Problem details —
Print the listing below again, line for line, with no changes.

Supplied records —
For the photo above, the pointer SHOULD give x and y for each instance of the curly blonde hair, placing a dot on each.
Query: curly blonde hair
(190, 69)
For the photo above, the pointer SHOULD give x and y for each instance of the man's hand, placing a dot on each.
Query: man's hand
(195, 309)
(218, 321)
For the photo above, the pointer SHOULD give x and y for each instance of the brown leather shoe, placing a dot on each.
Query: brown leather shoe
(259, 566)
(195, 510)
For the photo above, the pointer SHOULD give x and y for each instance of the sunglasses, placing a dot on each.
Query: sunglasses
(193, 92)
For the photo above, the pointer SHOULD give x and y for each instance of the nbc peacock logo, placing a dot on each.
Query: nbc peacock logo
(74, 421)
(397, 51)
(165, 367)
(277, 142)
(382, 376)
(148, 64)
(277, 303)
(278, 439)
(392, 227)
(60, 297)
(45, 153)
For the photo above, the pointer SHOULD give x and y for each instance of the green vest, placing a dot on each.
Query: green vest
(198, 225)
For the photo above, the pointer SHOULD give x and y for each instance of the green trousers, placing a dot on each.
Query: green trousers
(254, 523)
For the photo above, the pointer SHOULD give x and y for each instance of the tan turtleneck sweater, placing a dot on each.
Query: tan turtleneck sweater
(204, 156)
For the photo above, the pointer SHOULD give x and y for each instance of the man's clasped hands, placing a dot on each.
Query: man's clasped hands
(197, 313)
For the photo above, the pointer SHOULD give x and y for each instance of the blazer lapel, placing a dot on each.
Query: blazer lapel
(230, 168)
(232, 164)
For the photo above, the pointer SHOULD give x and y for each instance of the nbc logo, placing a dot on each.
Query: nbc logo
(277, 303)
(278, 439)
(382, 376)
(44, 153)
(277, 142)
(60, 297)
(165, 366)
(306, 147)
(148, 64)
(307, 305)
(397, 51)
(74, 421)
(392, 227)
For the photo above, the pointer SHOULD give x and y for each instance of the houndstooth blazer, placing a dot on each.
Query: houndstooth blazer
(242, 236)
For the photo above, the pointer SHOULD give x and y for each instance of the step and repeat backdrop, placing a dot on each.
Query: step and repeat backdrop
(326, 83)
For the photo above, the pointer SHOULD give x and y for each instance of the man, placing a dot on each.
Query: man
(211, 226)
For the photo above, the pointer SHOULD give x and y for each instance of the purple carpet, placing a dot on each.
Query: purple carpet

Exercise answer —
For the photo above, the pointer SHOULD give x and y for each instance of the curly blonde hair, placing a dot on each.
Query: curly blonde hair
(190, 69)
For the photo above, the pointer SHOULD give x and y for each instance of the man's hand, placing a dot on each.
Query: man's hand
(195, 309)
(218, 321)
For the photo above, the pointer SHOULD give x and y for each instance of the brown leather shoe, placing a dot on each.
Query: brown leather shoe
(259, 566)
(195, 510)
For the photo above, the pointer SHOULD give x and y for each instance of the sunglasses, placing a dot on each.
Query: sunglasses
(193, 92)
For the photo above, the pointer SHOULD give x and y for each instance of the nbc peacock logo, placing a dot on each.
Query: nbc peacock logo
(74, 421)
(397, 51)
(165, 367)
(277, 142)
(382, 376)
(148, 64)
(277, 303)
(278, 439)
(392, 227)
(60, 297)
(45, 153)
For the photo above, the pointer SHOULD give x and y for each instance of the green vest, placing a dot on each.
Query: green vest
(198, 225)
For the photo above, the pointer SHOULD give x and y for each instance of the green trousers, placing a dot on each.
Query: green trousers
(254, 523)
For the photo above, the pointer SHOULD give x and y for each instance of the tan turtleneck sweater, placing a dot on each.
Query: tan turtleneck sweater
(204, 156)
For the photo above, the pointer SHOULD give x and y for each instance of the man's clasped hands, placing a dot on each.
Query: man's clasped hands
(197, 313)
For the photo above, the pointer SHOULD give x and y for each instance of the blazer lapel, placing a dot on each.
Query: blazer lapel
(230, 168)
(232, 164)
For the photo above, the pointer SHOULD give x and y for each instance of the nbc logo, placing a dot on each.
Query: nbc logo
(277, 303)
(278, 439)
(382, 376)
(44, 153)
(277, 142)
(60, 297)
(165, 366)
(306, 147)
(148, 64)
(307, 305)
(397, 51)
(74, 421)
(392, 227)
For the photo above, the pointer SHOULD give x and y for each instance of the houndstooth blazer, placing a dot on each.
Query: houndstooth blazer
(242, 236)
For the photo above, the pointer SHOULD give x and y for each instance of the step and repeat backdrop, placing a dot on each.
Query: step and repeat backdrop
(326, 83)
For the photo above, the pointer SHOULD give x and y for each instance of the man, placing a dot on each.
Query: man
(211, 226)
For the photo above, the pointer SHOULD give x and y for each instance of the purple carpet, placing a dot on each.
Query: purple carpet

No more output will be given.